Material for this exercise start

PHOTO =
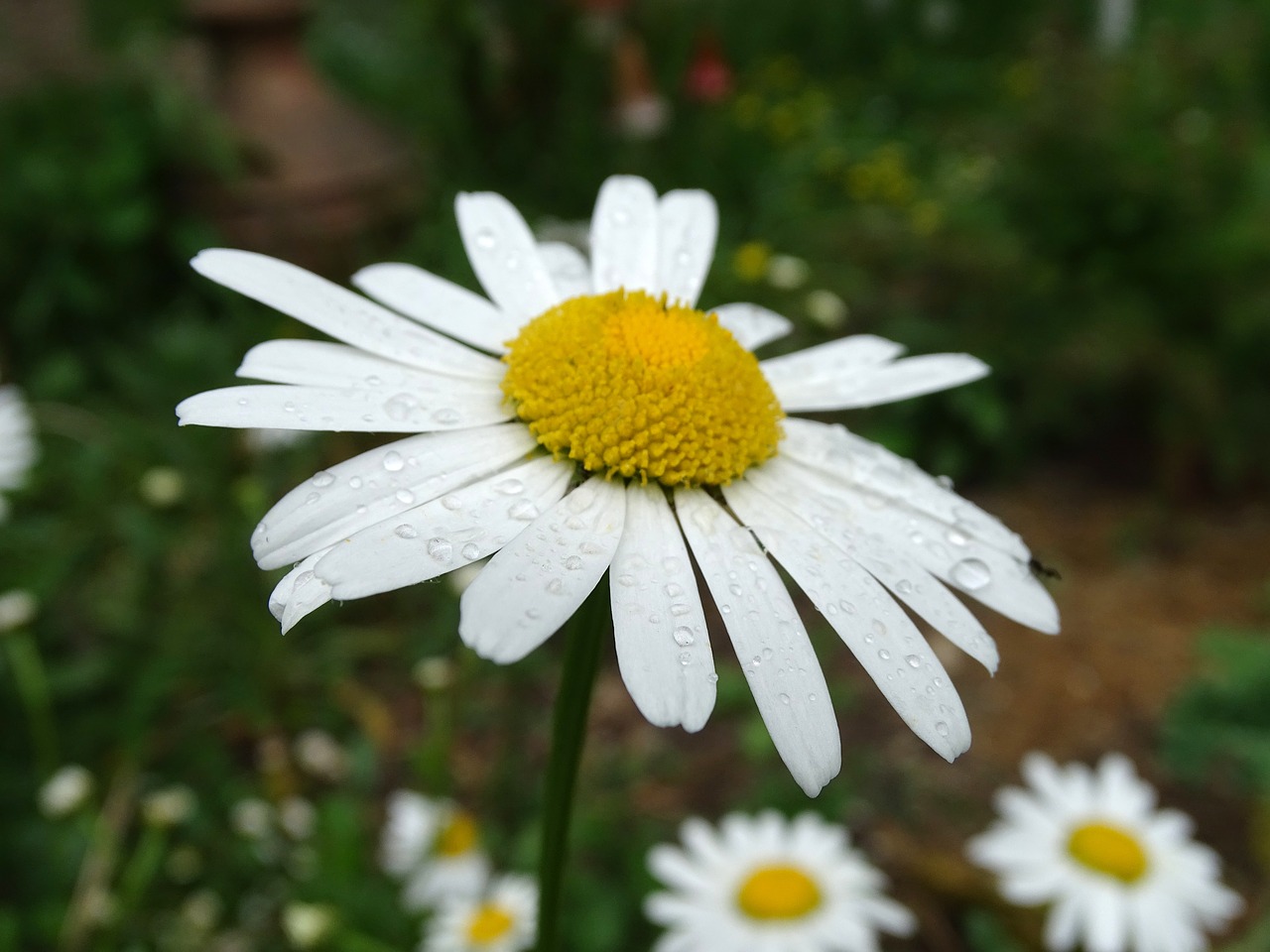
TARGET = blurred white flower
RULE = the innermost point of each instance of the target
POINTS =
(826, 308)
(162, 486)
(66, 791)
(298, 817)
(502, 919)
(320, 754)
(307, 924)
(1119, 874)
(766, 883)
(252, 817)
(435, 847)
(18, 607)
(17, 442)
(169, 806)
(788, 272)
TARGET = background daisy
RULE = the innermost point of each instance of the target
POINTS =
(432, 846)
(765, 883)
(1118, 874)
(502, 919)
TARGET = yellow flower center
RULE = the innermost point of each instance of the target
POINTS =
(629, 385)
(1109, 851)
(457, 837)
(489, 921)
(778, 892)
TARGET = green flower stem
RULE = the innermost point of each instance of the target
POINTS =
(583, 636)
(28, 673)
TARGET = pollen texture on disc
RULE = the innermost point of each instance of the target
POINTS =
(627, 385)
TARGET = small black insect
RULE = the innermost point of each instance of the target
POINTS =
(1043, 571)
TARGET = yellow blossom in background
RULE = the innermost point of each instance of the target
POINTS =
(751, 261)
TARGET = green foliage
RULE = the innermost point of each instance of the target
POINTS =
(1222, 719)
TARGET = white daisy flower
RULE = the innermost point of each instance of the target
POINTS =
(766, 883)
(503, 919)
(435, 846)
(611, 426)
(17, 442)
(1119, 874)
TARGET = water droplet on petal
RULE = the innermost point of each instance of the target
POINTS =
(970, 574)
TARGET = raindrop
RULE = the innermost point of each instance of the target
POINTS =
(970, 574)
(522, 509)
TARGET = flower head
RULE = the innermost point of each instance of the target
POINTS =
(1119, 874)
(770, 883)
(587, 417)
(17, 442)
(435, 846)
(503, 918)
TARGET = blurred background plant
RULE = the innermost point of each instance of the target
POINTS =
(1083, 206)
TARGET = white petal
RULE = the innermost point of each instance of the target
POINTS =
(568, 268)
(321, 363)
(688, 227)
(829, 362)
(835, 451)
(982, 571)
(659, 627)
(293, 408)
(752, 325)
(379, 484)
(624, 236)
(884, 384)
(881, 638)
(762, 624)
(535, 583)
(299, 593)
(504, 255)
(440, 303)
(781, 480)
(444, 534)
(336, 311)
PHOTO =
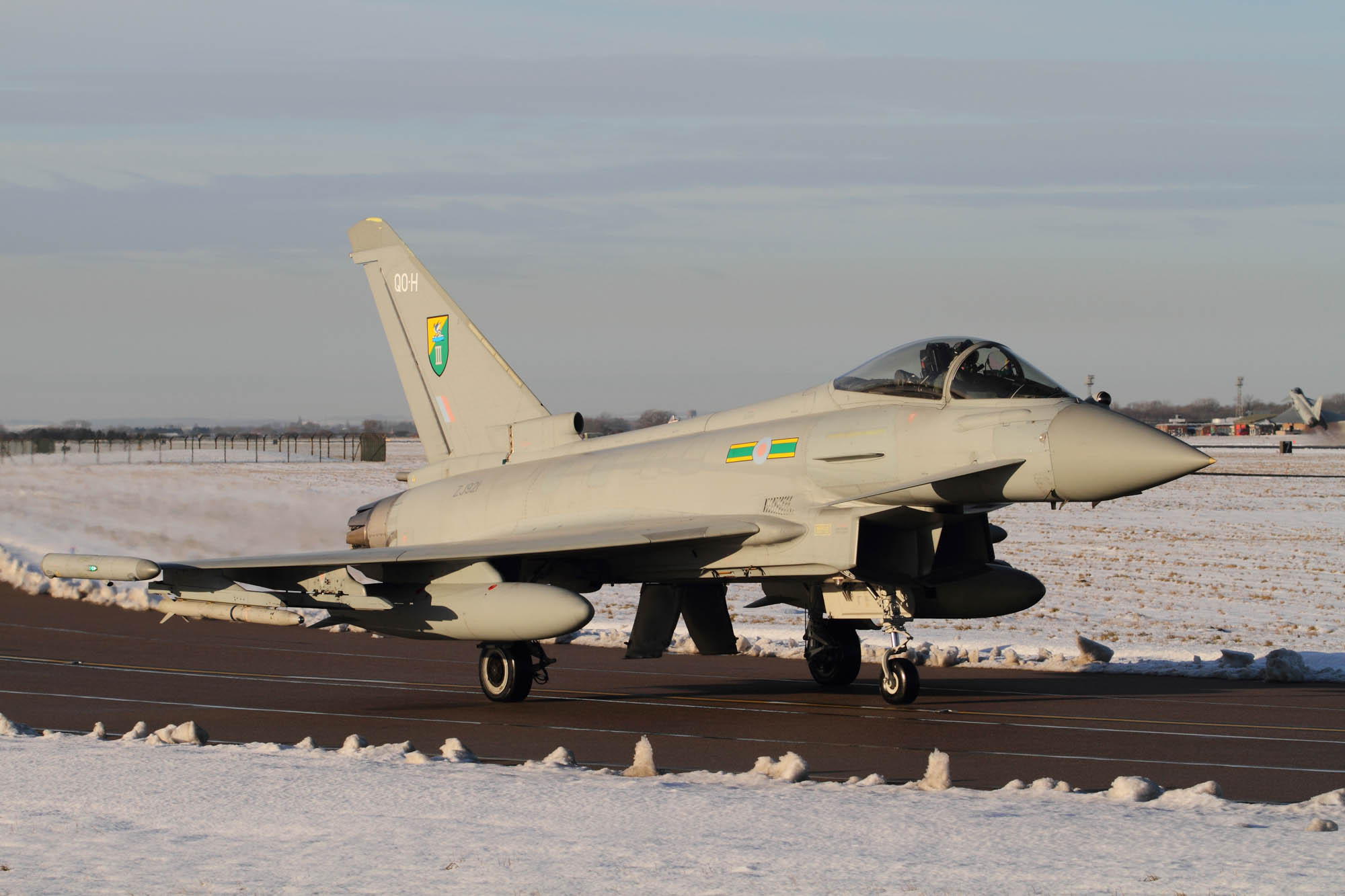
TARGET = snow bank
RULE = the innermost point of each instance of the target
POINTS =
(790, 767)
(455, 751)
(1135, 790)
(644, 763)
(116, 815)
(938, 775)
(1203, 567)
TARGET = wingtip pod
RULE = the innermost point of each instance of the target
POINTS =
(99, 567)
(372, 233)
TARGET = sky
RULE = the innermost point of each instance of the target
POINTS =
(665, 205)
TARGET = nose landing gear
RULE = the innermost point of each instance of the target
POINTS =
(900, 682)
(508, 671)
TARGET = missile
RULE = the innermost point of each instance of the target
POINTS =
(228, 612)
(99, 567)
(502, 611)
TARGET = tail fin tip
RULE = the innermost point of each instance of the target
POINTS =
(372, 233)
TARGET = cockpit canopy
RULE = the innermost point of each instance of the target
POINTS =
(981, 369)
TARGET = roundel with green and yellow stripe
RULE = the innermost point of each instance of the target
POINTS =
(762, 451)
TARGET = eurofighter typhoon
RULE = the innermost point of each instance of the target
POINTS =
(863, 501)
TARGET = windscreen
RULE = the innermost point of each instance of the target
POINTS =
(915, 370)
(921, 370)
(991, 370)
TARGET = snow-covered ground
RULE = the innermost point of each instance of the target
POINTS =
(80, 814)
(1204, 564)
(1183, 572)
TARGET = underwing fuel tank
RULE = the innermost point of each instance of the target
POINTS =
(506, 611)
(996, 591)
(99, 567)
(1100, 455)
(227, 612)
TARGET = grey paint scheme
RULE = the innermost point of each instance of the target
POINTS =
(882, 491)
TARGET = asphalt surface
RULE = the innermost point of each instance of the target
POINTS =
(67, 665)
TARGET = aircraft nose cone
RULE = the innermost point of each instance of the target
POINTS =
(1098, 454)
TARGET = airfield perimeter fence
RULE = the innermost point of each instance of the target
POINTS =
(196, 450)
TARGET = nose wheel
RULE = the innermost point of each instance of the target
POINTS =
(900, 682)
(508, 671)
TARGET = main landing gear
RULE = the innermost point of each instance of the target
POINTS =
(900, 682)
(833, 651)
(835, 655)
(509, 670)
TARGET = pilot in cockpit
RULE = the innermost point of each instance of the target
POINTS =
(984, 370)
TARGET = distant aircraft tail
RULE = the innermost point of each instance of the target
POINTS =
(461, 391)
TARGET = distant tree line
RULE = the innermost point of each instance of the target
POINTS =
(1202, 409)
(606, 424)
(84, 431)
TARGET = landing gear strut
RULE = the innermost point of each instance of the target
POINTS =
(899, 682)
(509, 670)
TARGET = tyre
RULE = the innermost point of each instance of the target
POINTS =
(506, 671)
(902, 682)
(835, 666)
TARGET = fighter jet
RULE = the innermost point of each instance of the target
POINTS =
(863, 501)
(1312, 413)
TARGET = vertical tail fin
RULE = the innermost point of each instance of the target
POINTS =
(461, 391)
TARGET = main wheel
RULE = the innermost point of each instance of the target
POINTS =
(900, 682)
(835, 666)
(506, 671)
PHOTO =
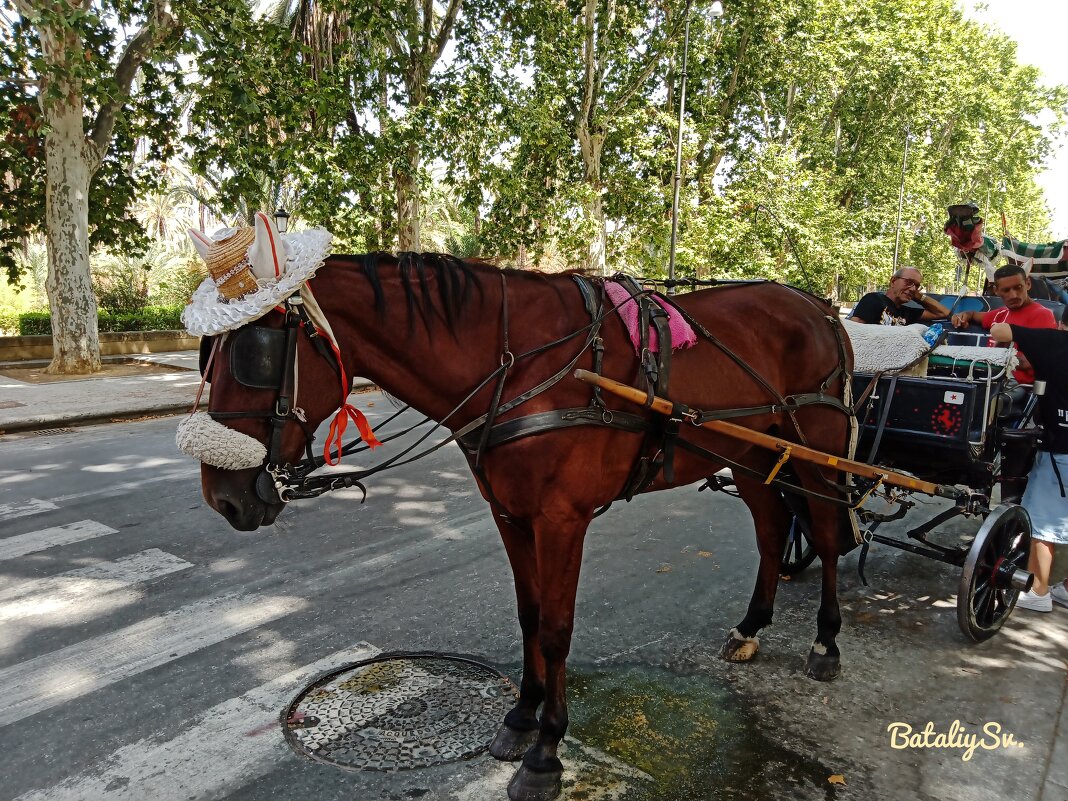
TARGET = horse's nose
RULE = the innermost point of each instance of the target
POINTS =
(244, 514)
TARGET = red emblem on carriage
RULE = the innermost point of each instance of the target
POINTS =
(946, 419)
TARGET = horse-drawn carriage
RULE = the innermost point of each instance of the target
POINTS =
(953, 422)
(490, 355)
(959, 424)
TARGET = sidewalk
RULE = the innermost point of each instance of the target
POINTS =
(28, 407)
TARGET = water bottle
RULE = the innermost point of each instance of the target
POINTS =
(931, 334)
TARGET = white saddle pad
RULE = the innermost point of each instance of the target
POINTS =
(884, 348)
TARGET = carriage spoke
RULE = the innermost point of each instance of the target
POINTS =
(983, 605)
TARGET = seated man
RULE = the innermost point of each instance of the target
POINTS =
(1012, 284)
(889, 309)
(1046, 498)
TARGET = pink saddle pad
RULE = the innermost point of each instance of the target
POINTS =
(681, 334)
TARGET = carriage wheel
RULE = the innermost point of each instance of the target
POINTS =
(999, 553)
(799, 551)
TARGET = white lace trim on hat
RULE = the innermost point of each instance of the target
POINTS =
(208, 313)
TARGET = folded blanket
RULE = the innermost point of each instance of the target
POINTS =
(884, 348)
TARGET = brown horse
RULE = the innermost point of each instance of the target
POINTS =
(429, 329)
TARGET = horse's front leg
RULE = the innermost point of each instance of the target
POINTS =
(519, 728)
(825, 659)
(559, 545)
(771, 518)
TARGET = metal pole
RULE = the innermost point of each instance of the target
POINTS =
(678, 154)
(900, 200)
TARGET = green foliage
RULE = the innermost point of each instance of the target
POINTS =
(9, 320)
(144, 129)
(549, 127)
(148, 318)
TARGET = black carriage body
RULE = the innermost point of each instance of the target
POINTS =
(939, 428)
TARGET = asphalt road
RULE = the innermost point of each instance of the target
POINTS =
(146, 649)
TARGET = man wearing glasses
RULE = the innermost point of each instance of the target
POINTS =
(1012, 286)
(889, 308)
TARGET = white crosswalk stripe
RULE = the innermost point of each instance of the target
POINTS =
(84, 591)
(228, 747)
(31, 506)
(44, 681)
(40, 540)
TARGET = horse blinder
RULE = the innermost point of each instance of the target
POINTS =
(257, 357)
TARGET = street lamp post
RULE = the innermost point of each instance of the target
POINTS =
(900, 199)
(717, 12)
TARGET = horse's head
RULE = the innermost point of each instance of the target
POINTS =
(260, 417)
(273, 379)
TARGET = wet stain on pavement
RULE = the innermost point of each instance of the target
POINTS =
(682, 738)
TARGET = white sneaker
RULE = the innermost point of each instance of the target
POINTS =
(1035, 602)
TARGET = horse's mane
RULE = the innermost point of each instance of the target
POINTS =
(456, 279)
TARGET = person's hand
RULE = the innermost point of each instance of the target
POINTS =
(1001, 332)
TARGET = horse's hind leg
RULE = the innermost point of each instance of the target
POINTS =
(559, 546)
(771, 518)
(520, 726)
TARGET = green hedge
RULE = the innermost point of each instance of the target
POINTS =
(151, 318)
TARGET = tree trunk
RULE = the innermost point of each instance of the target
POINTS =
(406, 179)
(76, 346)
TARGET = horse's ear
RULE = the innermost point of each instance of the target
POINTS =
(201, 241)
(267, 253)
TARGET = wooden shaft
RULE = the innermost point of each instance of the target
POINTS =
(773, 443)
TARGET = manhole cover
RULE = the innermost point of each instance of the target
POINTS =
(398, 711)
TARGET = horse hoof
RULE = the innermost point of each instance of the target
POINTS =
(822, 666)
(509, 743)
(739, 648)
(531, 785)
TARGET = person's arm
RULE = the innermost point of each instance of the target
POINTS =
(1043, 344)
(865, 308)
(962, 319)
(932, 309)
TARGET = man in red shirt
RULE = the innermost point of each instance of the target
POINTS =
(1011, 284)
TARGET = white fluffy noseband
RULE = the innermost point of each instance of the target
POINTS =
(211, 442)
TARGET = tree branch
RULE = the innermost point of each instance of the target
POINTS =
(157, 27)
(446, 29)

Material for this exercise end

▶ Your instructions
Please write out the data again, starting at the beginning and ending at the line that contains "(1083, 206)", with "raindrop" swapped for "rain droplet" and everything else unchanged. Leave the pictures out of your answer.

▶ Answer to this exercise
PHOTO =
TARGET = blurred white flower
RULE = the innermost point of each instance of the target
POINTS =
(826, 308)
(162, 486)
(66, 791)
(298, 817)
(502, 919)
(320, 754)
(307, 924)
(1119, 874)
(766, 883)
(252, 817)
(435, 847)
(18, 607)
(17, 442)
(169, 806)
(788, 272)
TARGET = background daisy
RULE = the innermost point of each instance of the target
POINTS =
(432, 846)
(765, 883)
(1118, 874)
(502, 919)
TARGET = yellow flower center
RULE = the innermost point of each instance of the target
POINTS =
(629, 385)
(1109, 851)
(457, 837)
(489, 921)
(778, 892)
TARGET = green flower stem
RULE = the innermost point of each instance of the target
POINTS =
(583, 636)
(28, 673)
TARGET = pollen texture on disc
RULE = the innermost point of each instance of the target
POINTS =
(627, 385)
TARGET = small black insect
RULE = the innermost point of each instance of the target
POINTS =
(1043, 571)
TARGET = yellow blossom in background
RULE = the innermost point of each instance of the target
POINTS =
(751, 261)
TARGET = green foliage
RULE = the innermost point of each instance of the target
POINTS =
(1222, 719)
TARGET = white daisy flower
RULE = the innermost point of each instance of the target
POINTS =
(766, 883)
(503, 919)
(435, 846)
(611, 426)
(17, 442)
(1119, 874)
TARGET = water droplet on petal
RULE = the innermost point of each instance of the target
POINTS =
(970, 574)
TARGET = rain droplet
RULE = the innermost point of each instance of the target
POINTS =
(970, 574)
(522, 509)
TARGET = flower head
RULE = the innermost point of each instance of the target
POINTS =
(1119, 874)
(770, 883)
(587, 417)
(17, 442)
(435, 846)
(503, 918)
TARGET = blurred background plant
RULE = the innermost point of each instance of the target
POINTS =
(1083, 206)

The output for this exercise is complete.